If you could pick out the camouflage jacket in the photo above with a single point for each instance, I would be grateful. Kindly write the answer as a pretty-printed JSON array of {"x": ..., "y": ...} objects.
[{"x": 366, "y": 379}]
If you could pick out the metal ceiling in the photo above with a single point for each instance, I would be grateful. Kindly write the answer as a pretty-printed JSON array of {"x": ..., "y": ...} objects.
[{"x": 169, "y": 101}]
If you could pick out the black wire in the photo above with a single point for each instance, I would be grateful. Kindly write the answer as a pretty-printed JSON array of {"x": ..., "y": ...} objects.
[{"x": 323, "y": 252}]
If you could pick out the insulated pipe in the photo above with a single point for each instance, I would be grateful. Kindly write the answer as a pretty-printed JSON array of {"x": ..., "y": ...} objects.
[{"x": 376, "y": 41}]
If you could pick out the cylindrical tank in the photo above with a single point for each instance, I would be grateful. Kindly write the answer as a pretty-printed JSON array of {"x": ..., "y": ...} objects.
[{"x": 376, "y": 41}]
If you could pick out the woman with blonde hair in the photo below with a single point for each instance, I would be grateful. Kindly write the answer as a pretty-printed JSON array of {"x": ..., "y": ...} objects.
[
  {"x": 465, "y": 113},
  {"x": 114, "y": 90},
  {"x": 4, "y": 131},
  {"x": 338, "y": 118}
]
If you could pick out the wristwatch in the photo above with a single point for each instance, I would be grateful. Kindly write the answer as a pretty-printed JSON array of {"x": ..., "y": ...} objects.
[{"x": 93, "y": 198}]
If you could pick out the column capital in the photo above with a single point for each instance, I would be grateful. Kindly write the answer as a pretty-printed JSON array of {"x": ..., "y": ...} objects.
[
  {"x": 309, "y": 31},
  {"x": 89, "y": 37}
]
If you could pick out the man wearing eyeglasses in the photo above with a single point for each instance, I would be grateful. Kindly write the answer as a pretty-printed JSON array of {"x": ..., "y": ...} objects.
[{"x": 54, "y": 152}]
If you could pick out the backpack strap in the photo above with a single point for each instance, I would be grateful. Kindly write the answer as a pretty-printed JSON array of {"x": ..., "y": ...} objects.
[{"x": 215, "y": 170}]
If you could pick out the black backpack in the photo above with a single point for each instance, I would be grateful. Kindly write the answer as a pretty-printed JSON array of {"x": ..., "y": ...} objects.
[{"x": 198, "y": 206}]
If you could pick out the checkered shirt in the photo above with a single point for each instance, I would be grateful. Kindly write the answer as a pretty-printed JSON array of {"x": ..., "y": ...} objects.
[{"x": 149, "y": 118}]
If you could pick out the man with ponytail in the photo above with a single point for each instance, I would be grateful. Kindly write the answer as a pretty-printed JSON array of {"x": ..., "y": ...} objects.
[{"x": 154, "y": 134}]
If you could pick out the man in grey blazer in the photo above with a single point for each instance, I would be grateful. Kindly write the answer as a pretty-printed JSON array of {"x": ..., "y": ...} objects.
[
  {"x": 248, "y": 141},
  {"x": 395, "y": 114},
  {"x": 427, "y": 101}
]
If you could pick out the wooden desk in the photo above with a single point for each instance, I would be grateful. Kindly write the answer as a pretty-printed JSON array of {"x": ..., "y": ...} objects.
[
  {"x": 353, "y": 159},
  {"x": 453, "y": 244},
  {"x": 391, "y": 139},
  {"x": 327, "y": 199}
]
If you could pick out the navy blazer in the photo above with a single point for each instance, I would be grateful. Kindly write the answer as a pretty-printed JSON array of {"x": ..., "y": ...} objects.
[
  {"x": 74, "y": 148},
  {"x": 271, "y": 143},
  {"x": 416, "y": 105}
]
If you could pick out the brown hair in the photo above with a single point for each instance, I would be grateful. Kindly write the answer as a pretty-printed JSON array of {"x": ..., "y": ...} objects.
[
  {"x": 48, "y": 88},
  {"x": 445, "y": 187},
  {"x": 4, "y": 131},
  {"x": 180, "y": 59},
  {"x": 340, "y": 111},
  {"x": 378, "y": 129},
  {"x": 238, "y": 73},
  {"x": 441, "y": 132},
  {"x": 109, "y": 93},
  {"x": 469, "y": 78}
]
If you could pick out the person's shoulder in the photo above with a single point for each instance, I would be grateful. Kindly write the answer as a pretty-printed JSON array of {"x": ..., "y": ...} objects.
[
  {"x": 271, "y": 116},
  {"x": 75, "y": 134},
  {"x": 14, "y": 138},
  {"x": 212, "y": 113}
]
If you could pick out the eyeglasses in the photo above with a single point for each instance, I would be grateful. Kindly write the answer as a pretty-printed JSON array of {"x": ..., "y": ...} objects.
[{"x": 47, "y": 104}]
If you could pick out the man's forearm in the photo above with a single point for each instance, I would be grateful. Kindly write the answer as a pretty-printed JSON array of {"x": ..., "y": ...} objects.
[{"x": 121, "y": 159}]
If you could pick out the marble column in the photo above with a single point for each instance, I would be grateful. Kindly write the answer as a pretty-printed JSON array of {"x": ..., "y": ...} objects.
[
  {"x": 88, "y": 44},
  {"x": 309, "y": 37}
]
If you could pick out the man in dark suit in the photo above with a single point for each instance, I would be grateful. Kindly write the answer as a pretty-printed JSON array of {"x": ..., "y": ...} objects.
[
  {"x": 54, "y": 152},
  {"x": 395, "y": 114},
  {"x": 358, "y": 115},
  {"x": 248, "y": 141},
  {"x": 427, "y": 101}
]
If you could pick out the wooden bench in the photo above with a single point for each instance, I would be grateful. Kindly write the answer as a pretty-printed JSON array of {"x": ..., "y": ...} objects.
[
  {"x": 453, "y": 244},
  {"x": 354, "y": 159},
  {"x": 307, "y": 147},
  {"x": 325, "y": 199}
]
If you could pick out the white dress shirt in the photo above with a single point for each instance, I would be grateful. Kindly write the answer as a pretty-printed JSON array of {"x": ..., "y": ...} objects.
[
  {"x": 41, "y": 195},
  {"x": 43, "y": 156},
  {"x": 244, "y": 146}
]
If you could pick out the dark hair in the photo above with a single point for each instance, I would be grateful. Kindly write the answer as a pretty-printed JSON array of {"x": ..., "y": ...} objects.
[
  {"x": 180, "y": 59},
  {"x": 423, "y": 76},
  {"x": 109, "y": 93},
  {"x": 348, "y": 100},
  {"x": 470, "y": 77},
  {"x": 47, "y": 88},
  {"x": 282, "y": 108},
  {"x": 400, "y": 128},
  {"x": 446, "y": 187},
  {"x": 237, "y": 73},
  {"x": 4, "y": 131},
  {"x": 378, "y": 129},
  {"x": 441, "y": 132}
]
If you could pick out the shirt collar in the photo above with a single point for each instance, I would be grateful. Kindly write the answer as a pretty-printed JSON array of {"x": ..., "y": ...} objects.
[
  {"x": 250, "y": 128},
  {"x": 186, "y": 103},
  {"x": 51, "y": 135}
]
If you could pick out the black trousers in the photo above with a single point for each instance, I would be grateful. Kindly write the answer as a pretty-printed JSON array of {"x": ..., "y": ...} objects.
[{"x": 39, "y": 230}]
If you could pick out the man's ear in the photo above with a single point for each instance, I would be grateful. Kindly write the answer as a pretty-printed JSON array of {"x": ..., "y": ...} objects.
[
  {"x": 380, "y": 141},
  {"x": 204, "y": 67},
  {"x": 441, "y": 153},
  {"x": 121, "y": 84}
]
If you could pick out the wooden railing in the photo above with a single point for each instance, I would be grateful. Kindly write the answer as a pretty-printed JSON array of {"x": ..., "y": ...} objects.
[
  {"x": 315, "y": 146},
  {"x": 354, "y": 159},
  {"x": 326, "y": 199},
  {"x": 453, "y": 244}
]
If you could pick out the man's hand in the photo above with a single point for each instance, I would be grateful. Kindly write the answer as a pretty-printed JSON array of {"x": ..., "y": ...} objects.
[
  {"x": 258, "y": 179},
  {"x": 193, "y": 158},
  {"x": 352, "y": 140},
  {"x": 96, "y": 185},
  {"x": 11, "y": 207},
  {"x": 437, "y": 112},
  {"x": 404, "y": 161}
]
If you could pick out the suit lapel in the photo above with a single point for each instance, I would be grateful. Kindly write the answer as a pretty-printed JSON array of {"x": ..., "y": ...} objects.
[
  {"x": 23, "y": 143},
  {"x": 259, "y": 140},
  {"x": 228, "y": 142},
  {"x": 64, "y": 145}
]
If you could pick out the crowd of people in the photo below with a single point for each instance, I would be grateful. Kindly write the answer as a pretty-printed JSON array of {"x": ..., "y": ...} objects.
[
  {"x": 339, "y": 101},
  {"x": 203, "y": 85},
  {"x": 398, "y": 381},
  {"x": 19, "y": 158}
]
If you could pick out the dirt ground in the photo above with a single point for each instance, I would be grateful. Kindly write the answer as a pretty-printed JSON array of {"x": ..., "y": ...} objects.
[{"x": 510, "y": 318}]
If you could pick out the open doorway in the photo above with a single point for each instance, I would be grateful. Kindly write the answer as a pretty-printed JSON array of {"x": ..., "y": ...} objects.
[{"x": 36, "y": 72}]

= Set exercise =
Repeat exactly, and only, the lines from the one containing "If you could pick out the dirt" through the end of the material.

= Exercise solution =
If you could pick out the dirt ground in the photo above with a single point for each instance, I would be grateful. Kindly write the answer as a pretty-printed JSON array of {"x": ..., "y": ...} objects.
[{"x": 510, "y": 318}]
If you could pick out the open doorway in the photo above with a single point for each instance, I would be grateful. Kindly write the answer as a pretty-printed JSON array of {"x": ..., "y": ...} objects.
[{"x": 36, "y": 72}]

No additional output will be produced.